# What this task involves
Only the lines from the beginning of the entries through the one that holds "[[35,233],[77,200],[57,156],[21,166],[20,208]]" may appear in the answer, written out exactly and free of pictures.

[Stored records]
+ + + +

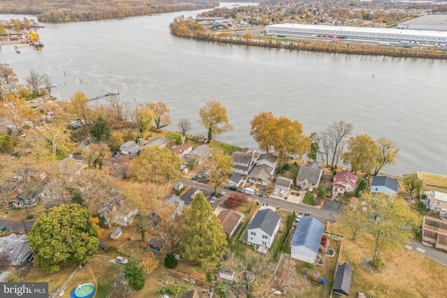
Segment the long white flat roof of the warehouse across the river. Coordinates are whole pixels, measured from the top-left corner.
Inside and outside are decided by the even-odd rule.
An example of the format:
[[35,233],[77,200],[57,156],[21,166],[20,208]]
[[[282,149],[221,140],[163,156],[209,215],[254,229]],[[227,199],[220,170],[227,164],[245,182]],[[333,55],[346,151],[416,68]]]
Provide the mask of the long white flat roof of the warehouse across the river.
[[343,35],[344,32],[359,32],[359,33],[383,33],[383,34],[404,34],[409,36],[430,36],[430,37],[445,37],[447,38],[447,31],[432,31],[432,30],[413,30],[413,29],[395,29],[395,28],[371,28],[371,27],[351,27],[351,26],[329,26],[329,25],[313,25],[313,24],[274,24],[265,26],[266,29],[281,29],[281,28],[295,28],[295,29],[309,29],[309,30],[332,30],[337,31]]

+ + + +

# Task result
Segment the long white flat roof of the warehouse across the river. Coordinates are whole pixels, measured from the top-left corner.
Inside and outside are decided by the even-odd rule.
An example of the format:
[[35,233],[77,200],[57,156],[21,166],[20,208]]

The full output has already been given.